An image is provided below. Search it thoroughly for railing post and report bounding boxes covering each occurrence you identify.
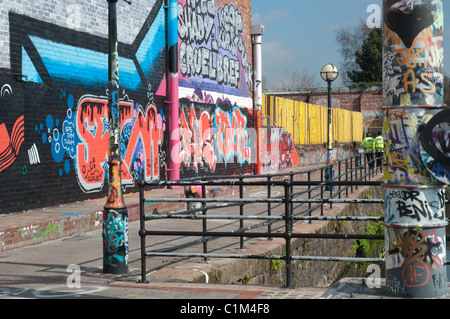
[345,159,348,197]
[267,175,272,240]
[239,176,245,249]
[138,180,147,283]
[202,184,209,262]
[350,158,353,194]
[308,171,312,224]
[338,161,342,199]
[290,172,294,213]
[320,168,323,216]
[284,180,292,288]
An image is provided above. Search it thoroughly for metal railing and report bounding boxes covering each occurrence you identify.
[139,155,384,287]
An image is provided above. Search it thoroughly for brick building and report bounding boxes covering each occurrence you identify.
[264,87,384,134]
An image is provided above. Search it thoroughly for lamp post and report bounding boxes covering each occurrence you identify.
[102,0,128,274]
[320,64,339,190]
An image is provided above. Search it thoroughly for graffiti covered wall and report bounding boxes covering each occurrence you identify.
[0,0,264,213]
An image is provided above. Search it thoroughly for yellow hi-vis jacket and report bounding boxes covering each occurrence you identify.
[361,137,374,153]
[375,135,384,151]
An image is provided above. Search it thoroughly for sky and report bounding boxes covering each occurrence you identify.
[252,0,450,87]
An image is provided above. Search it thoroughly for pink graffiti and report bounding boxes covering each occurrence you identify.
[180,103,251,171]
[75,96,163,192]
[0,115,25,172]
[215,106,251,165]
[180,104,216,171]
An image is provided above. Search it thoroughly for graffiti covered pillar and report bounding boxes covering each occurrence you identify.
[251,25,264,175]
[383,0,448,298]
[103,0,128,274]
[166,0,180,181]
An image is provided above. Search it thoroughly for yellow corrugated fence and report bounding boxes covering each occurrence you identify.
[262,95,364,145]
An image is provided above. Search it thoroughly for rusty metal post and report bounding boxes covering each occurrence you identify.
[103,0,128,274]
[383,0,448,298]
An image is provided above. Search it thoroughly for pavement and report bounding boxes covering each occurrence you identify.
[0,167,448,304]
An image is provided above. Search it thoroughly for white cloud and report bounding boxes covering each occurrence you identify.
[262,40,297,83]
[252,9,291,26]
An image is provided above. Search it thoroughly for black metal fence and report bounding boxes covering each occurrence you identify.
[139,155,384,287]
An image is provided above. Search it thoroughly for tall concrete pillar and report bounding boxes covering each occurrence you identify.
[383,0,450,298]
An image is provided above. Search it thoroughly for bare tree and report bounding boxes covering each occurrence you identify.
[280,68,318,91]
[336,19,373,85]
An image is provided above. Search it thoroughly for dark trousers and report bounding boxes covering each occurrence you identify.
[376,151,383,167]
[366,152,375,169]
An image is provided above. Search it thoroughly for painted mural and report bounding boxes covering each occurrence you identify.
[0,0,268,213]
[178,0,253,97]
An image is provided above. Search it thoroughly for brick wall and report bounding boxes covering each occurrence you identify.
[0,0,254,214]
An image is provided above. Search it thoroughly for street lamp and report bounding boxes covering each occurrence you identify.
[320,64,339,190]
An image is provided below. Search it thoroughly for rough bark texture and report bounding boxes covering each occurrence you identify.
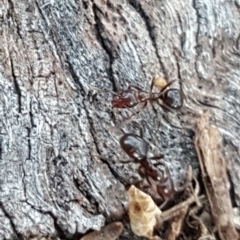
[0,0,240,239]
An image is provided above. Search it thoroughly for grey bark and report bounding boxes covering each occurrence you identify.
[0,0,240,239]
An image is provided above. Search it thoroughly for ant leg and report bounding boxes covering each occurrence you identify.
[88,84,118,95]
[149,154,165,160]
[160,79,177,95]
[128,85,147,93]
[92,154,133,164]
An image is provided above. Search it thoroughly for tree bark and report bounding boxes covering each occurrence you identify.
[0,0,240,239]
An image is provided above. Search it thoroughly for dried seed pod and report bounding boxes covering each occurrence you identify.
[80,222,123,240]
[128,185,161,239]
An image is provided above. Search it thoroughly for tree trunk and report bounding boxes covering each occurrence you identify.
[0,0,240,239]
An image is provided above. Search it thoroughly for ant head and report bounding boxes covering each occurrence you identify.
[160,88,183,109]
[112,90,136,108]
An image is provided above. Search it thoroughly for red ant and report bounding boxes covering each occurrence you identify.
[112,79,183,111]
[120,123,176,201]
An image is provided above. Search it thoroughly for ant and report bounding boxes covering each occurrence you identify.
[112,78,183,114]
[119,125,175,201]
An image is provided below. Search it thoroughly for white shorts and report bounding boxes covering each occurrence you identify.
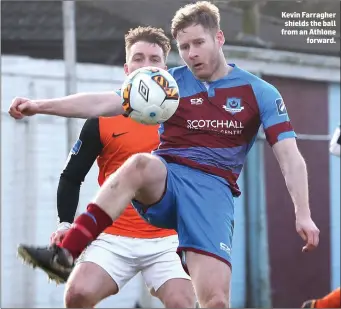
[77,233,190,291]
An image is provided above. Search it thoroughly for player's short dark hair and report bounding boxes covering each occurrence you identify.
[171,1,220,39]
[124,26,171,60]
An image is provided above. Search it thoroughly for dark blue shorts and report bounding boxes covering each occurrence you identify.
[133,158,234,266]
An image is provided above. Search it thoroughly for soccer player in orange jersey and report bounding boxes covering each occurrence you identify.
[19,27,195,308]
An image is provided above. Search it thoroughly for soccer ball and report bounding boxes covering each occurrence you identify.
[121,67,179,125]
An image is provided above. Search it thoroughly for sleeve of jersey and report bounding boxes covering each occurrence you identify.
[258,86,296,146]
[57,118,103,223]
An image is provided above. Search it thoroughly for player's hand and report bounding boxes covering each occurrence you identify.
[50,230,67,245]
[8,97,39,119]
[296,216,320,252]
[50,222,71,245]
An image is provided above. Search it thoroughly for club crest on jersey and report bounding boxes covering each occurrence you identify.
[71,139,82,155]
[276,98,288,116]
[223,97,244,114]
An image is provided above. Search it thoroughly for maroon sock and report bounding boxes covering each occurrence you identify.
[59,204,113,259]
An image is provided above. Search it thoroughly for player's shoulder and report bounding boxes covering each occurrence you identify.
[168,65,191,81]
[237,67,279,101]
[236,67,273,88]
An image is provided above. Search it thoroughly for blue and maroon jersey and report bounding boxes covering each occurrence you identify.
[154,64,296,196]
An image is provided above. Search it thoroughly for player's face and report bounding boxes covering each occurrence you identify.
[124,41,167,75]
[176,25,225,80]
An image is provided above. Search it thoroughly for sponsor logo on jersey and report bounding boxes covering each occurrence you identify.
[275,98,288,116]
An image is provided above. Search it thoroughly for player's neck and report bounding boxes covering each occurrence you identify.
[208,55,233,82]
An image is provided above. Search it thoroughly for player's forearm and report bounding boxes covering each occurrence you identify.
[35,92,123,118]
[282,154,310,217]
[329,127,341,157]
[57,176,81,223]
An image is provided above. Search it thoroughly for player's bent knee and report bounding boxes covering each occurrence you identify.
[64,282,97,308]
[154,279,196,308]
[161,292,195,308]
[200,294,230,308]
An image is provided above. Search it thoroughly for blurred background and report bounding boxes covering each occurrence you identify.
[1,0,340,308]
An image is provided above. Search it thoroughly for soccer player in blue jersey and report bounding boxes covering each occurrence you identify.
[10,1,319,308]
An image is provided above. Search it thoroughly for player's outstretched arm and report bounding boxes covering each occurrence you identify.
[272,138,320,252]
[329,126,341,157]
[9,92,123,119]
[50,118,103,243]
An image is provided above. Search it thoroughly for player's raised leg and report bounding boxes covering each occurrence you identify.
[64,262,118,308]
[17,153,169,278]
[186,251,231,308]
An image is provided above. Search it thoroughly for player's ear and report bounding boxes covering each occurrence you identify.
[123,63,129,75]
[216,30,225,46]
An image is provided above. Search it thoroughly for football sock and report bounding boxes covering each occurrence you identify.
[59,204,113,259]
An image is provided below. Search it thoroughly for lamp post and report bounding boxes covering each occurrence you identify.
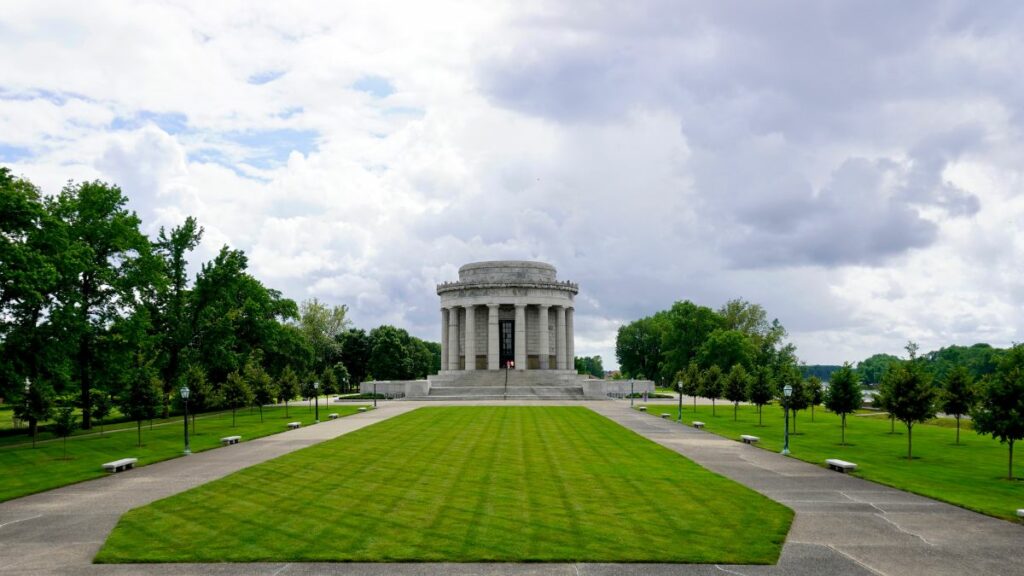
[313,382,319,424]
[676,381,683,424]
[178,386,191,455]
[782,384,793,454]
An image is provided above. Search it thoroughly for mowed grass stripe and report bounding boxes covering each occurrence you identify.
[97,407,793,564]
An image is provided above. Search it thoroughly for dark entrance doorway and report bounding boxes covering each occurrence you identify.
[498,320,515,368]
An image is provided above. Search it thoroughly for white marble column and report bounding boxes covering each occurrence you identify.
[466,304,476,370]
[487,304,499,370]
[565,307,575,371]
[515,304,526,370]
[441,308,449,370]
[555,306,567,370]
[538,304,551,370]
[449,306,459,370]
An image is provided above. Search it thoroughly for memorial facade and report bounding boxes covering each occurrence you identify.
[437,260,580,374]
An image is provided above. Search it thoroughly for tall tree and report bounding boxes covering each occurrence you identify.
[725,364,750,421]
[298,298,351,372]
[882,361,936,460]
[53,406,78,460]
[14,380,53,448]
[221,371,253,428]
[118,353,163,448]
[971,344,1024,480]
[53,180,150,429]
[336,328,371,386]
[151,216,203,418]
[746,367,775,426]
[825,362,864,446]
[278,366,299,418]
[939,366,977,445]
[700,364,722,416]
[679,360,700,412]
[804,376,825,422]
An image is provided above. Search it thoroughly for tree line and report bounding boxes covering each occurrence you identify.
[0,167,440,436]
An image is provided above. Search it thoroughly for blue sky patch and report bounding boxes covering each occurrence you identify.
[352,76,394,98]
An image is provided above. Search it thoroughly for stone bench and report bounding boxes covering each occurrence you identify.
[103,458,138,472]
[825,458,857,474]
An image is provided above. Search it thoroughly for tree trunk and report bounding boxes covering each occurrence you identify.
[1009,440,1014,480]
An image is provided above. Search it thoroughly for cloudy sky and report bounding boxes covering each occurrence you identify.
[0,0,1024,366]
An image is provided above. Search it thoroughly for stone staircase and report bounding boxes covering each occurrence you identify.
[409,370,587,400]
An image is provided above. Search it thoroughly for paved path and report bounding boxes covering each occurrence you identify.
[0,402,1024,576]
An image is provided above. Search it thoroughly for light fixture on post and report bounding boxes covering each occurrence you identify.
[782,384,793,454]
[313,382,319,424]
[178,386,191,455]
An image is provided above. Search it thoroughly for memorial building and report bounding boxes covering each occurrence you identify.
[437,260,580,374]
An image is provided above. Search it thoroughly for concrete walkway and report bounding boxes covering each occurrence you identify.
[0,401,1024,576]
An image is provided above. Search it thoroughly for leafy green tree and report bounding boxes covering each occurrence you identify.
[696,329,757,368]
[370,325,414,380]
[337,328,371,386]
[659,300,733,375]
[725,364,750,421]
[221,371,253,428]
[298,298,351,373]
[53,406,78,460]
[53,180,152,429]
[746,367,775,426]
[679,361,700,412]
[825,362,864,446]
[89,389,114,436]
[152,216,203,418]
[319,367,338,397]
[118,355,163,447]
[0,167,72,398]
[245,355,278,423]
[939,366,978,445]
[804,376,825,422]
[14,380,53,448]
[883,361,936,460]
[278,366,299,418]
[574,356,604,378]
[700,365,723,416]
[971,344,1024,480]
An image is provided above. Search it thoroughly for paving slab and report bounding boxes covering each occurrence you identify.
[0,401,1024,576]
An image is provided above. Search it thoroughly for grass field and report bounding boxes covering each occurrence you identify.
[0,404,368,501]
[96,407,793,564]
[647,404,1024,520]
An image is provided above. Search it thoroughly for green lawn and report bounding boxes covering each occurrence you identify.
[96,407,793,564]
[647,404,1024,520]
[0,404,368,501]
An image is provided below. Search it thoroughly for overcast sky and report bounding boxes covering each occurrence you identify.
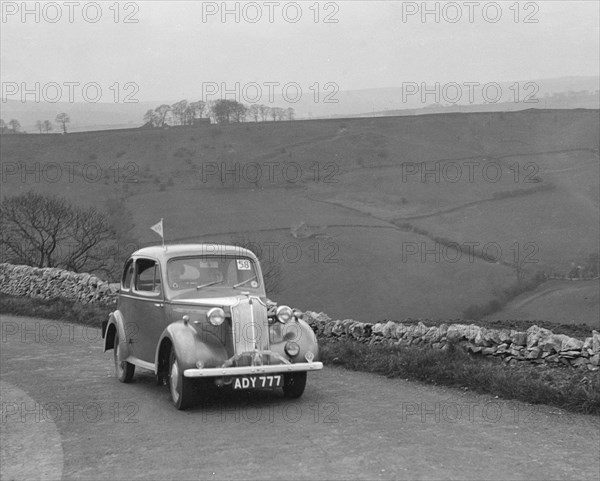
[1,0,600,101]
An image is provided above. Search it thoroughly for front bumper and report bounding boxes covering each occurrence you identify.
[183,361,323,378]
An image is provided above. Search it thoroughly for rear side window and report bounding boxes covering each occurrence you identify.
[121,259,133,290]
[135,259,161,294]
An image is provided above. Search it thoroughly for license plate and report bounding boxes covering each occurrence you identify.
[233,374,283,389]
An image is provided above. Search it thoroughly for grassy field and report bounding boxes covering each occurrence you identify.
[0,110,600,323]
[488,279,600,329]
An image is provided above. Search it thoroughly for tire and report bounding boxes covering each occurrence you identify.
[283,371,306,399]
[169,349,194,411]
[113,330,135,383]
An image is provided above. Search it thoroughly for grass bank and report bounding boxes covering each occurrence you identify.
[319,340,600,414]
[0,294,600,414]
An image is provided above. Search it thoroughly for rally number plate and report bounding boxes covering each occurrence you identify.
[233,374,283,389]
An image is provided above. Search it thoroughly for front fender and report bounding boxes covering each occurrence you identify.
[155,321,227,370]
[102,310,131,359]
[271,318,319,363]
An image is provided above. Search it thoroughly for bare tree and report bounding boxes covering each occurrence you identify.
[8,119,21,134]
[231,100,248,122]
[154,104,171,127]
[171,99,188,125]
[55,112,71,134]
[211,99,237,124]
[0,192,114,272]
[143,109,160,127]
[248,104,260,122]
[258,104,271,122]
[190,100,206,119]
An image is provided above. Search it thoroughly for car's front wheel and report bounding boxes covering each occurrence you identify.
[169,349,193,410]
[283,371,306,399]
[113,331,135,382]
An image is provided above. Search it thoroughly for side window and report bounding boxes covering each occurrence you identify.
[135,259,161,295]
[121,259,133,291]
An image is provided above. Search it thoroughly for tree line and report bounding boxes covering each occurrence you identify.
[143,99,295,127]
[0,112,71,134]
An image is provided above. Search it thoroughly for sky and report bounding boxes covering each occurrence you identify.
[0,0,600,102]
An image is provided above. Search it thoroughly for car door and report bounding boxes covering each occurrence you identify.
[132,258,166,363]
[118,259,139,352]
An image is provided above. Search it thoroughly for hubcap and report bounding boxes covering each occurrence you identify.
[170,360,179,402]
[115,339,123,377]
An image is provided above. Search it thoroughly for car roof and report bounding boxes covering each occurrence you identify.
[131,243,257,261]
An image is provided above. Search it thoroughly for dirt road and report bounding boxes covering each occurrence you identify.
[0,316,600,481]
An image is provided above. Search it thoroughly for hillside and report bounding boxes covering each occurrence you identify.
[1,110,600,322]
[489,279,600,329]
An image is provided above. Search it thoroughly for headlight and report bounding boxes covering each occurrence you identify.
[275,306,294,324]
[206,307,225,326]
[284,342,300,357]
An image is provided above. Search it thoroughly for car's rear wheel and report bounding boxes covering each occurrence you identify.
[113,331,135,382]
[283,371,306,399]
[169,349,193,410]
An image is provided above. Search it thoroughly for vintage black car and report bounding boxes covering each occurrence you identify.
[102,244,323,409]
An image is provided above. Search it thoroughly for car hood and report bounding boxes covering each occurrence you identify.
[171,292,266,307]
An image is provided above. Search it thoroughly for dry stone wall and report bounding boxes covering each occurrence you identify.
[302,311,600,371]
[0,263,118,304]
[0,264,600,371]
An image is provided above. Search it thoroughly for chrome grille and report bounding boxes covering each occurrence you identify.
[231,297,269,354]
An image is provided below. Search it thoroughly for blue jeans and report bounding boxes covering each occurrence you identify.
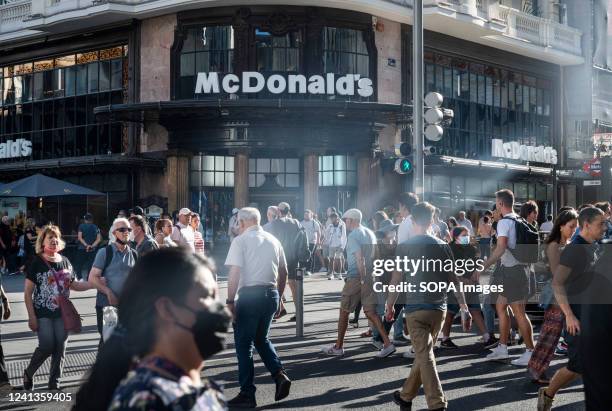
[234,287,283,395]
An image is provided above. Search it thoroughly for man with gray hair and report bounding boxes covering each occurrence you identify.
[263,206,279,232]
[225,207,291,408]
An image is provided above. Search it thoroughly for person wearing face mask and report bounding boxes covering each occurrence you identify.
[23,225,93,391]
[73,247,231,411]
[440,226,497,349]
[89,218,138,345]
[225,207,291,408]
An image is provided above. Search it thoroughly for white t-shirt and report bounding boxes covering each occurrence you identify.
[497,213,520,267]
[225,226,287,290]
[540,221,554,233]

*GOAL*. Render the listing lines as a JSON list of strings, one string per line and no blank lines. Begin at the line that contains "for player's raised" and stop after the line that contains "[186,251,231,308]".

*ANSWER TO THIS EXERCISE*.
[
  "An image is provided above. Search it thoroughly for player's raised leg and report bounding boxes covering each occurrence you identify.",
  "[64,262,118,308]",
  "[17,153,169,278]",
  "[186,251,231,308]"
]